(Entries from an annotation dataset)
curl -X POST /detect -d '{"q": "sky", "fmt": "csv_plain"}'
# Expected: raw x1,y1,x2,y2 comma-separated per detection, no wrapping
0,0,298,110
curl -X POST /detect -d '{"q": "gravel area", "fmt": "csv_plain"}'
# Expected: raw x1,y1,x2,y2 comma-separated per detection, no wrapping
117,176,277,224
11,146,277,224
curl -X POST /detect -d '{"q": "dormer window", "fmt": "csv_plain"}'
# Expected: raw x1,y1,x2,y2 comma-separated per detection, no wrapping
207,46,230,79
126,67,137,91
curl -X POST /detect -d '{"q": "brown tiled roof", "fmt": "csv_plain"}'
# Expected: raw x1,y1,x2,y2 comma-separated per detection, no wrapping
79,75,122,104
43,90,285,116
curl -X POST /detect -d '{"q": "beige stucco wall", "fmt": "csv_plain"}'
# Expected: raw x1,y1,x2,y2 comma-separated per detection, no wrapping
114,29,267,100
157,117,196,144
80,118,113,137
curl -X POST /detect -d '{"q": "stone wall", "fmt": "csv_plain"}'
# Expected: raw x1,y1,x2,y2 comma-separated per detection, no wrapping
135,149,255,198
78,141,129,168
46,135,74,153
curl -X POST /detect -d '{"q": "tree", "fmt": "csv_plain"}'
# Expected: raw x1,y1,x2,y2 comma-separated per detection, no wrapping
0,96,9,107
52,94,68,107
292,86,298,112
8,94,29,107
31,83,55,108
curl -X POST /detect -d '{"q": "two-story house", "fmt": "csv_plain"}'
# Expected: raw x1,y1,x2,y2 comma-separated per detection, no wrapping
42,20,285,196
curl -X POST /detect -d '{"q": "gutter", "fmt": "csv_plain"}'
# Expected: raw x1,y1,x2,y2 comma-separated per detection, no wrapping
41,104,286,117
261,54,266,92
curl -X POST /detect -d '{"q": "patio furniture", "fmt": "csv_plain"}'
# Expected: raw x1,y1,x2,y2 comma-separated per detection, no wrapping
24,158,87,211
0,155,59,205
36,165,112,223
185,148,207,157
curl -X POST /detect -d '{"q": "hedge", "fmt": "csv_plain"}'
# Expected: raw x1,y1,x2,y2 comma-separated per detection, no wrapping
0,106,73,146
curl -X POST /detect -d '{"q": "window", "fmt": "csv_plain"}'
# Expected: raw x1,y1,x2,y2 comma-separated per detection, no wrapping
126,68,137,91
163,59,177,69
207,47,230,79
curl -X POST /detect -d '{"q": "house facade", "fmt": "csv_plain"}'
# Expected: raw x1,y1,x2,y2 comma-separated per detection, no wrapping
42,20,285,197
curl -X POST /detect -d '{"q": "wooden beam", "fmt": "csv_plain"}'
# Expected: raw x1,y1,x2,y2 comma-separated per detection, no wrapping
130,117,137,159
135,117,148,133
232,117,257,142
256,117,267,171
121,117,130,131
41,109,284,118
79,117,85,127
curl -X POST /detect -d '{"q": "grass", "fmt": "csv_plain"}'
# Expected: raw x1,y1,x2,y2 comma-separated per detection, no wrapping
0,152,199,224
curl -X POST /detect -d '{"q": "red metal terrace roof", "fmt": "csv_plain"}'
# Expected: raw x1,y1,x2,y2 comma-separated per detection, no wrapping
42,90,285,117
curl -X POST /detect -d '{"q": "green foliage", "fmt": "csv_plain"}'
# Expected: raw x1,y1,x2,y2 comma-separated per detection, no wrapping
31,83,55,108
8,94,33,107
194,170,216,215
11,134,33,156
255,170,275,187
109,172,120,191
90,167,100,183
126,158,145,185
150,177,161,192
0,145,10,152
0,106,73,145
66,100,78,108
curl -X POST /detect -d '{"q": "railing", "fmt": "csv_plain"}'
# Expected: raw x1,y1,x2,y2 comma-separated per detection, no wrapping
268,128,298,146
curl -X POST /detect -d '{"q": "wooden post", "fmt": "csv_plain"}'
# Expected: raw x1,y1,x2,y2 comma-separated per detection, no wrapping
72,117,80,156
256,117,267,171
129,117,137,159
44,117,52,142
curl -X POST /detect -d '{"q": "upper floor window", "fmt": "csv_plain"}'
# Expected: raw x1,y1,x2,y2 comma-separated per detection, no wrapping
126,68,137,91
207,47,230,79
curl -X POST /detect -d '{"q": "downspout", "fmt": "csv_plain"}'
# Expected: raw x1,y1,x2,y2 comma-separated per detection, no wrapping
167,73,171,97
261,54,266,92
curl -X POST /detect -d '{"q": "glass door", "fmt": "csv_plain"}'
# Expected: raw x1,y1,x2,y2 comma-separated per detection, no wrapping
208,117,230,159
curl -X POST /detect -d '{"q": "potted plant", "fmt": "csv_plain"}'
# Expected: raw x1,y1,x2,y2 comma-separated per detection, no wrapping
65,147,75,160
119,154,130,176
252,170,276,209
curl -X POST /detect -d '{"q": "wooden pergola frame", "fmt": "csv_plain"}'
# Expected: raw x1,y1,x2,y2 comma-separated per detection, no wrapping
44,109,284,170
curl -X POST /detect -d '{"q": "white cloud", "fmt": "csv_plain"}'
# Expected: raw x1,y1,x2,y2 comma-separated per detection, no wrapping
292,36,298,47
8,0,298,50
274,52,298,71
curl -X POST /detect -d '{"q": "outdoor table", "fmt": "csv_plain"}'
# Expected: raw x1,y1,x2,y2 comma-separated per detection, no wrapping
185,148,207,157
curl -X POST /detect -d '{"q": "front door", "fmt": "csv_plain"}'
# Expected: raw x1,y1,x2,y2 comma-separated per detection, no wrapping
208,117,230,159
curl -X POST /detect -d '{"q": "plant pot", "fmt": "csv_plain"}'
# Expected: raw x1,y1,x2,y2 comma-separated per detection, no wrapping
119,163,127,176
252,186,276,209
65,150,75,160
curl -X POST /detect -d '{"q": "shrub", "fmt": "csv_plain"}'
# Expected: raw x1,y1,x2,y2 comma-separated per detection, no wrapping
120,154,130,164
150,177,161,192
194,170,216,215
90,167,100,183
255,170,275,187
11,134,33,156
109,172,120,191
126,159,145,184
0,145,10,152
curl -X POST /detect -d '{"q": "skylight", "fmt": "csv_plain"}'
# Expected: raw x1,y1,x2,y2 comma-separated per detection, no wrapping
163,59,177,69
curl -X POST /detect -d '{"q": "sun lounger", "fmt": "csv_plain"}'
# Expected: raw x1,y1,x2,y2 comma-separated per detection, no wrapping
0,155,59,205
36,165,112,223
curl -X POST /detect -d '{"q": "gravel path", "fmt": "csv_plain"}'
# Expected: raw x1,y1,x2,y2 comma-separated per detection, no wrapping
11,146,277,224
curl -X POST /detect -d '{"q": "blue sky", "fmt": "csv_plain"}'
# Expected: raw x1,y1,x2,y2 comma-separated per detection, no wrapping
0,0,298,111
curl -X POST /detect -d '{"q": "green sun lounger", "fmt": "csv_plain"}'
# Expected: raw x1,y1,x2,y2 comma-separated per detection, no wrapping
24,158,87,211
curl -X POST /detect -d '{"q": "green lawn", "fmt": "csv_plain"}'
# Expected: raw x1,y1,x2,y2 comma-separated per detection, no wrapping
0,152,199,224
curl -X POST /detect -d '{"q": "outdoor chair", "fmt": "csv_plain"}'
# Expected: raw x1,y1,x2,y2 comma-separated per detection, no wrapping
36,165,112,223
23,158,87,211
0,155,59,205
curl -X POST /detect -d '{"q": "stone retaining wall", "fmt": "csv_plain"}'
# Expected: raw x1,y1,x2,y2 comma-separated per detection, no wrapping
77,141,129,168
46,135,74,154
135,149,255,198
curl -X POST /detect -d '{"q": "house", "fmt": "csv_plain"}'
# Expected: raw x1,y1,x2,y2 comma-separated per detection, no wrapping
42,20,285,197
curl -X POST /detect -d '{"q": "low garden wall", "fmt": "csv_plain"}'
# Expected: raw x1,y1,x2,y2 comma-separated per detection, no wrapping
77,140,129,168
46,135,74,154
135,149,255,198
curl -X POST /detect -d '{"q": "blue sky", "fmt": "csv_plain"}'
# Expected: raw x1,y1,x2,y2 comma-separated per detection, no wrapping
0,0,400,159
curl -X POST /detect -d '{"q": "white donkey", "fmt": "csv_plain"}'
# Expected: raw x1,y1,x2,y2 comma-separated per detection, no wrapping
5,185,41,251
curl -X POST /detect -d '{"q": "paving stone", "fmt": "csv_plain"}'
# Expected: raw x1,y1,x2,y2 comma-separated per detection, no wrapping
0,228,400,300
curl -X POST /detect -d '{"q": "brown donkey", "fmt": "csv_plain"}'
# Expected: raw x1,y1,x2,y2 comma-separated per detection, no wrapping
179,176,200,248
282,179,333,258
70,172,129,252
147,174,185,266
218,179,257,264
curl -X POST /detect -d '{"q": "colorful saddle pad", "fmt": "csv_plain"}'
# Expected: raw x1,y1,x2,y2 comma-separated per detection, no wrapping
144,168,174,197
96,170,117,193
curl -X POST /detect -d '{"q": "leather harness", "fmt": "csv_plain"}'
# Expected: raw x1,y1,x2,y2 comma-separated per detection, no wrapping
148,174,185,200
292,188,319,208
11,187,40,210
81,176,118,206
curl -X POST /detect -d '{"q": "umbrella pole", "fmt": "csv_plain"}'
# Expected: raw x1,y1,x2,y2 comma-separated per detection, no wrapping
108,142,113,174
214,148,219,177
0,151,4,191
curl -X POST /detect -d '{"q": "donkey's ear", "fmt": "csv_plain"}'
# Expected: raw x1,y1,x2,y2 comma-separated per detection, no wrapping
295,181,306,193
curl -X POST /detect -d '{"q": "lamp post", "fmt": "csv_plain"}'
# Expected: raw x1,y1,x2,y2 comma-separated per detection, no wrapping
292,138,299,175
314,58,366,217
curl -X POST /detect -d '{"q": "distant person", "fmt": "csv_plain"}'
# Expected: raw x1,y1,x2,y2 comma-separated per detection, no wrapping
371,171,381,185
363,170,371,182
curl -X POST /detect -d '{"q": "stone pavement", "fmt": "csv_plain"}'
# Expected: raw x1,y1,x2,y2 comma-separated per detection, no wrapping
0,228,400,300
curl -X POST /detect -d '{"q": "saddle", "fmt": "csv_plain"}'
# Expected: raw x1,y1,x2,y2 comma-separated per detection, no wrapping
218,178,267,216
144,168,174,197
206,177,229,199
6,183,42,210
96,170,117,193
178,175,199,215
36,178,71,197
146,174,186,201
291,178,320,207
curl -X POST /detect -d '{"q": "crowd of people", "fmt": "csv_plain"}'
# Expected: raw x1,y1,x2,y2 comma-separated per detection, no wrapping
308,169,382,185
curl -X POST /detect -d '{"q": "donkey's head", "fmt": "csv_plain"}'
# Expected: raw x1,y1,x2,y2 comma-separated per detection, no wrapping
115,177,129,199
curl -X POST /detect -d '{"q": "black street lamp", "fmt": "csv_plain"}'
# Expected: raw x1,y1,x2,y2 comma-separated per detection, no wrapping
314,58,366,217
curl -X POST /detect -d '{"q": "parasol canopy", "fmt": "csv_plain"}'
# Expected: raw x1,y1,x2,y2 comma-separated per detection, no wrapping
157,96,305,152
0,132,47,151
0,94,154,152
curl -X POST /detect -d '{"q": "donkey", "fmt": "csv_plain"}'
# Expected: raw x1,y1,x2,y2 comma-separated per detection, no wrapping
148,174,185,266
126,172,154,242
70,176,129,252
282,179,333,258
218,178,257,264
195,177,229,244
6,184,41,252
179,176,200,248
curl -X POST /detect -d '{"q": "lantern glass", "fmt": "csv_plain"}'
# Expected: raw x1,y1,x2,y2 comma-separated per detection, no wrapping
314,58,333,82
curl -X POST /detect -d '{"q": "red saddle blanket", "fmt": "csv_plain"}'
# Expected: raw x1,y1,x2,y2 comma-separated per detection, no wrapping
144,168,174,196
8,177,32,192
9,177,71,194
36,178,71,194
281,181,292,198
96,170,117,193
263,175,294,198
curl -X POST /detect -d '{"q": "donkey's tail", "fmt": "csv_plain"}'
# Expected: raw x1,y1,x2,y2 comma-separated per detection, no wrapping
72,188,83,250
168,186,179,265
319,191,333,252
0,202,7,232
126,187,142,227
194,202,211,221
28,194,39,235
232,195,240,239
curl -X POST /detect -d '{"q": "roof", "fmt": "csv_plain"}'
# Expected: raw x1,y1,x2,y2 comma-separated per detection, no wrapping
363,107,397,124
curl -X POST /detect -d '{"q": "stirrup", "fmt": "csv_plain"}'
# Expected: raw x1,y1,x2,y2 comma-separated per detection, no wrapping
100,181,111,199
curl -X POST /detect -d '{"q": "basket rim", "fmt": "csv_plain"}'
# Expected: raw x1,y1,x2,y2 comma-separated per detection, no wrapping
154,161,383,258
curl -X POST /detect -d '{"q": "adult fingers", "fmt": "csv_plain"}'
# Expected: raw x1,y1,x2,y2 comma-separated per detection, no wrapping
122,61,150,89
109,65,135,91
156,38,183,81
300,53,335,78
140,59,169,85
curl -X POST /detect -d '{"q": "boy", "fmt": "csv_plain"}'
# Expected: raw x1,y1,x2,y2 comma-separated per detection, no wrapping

▶ OBJECTIVE: Identify every line in the material above that contains the string "wall", and copy each of those lines in full.

▶ REPLY:
curl -X POST /detect -d '{"q": "beige stucco wall", "fmt": "csv_plain"}'
curl -X POST /detect -d '{"q": "stone wall", "fmt": "csv_plain"}'
curl -X POST /detect -d '{"q": "stone retaining wall", "fmt": "csv_plain"}'
curl -X POST /detect -d '{"q": "low garden wall", "fmt": "csv_plain"}'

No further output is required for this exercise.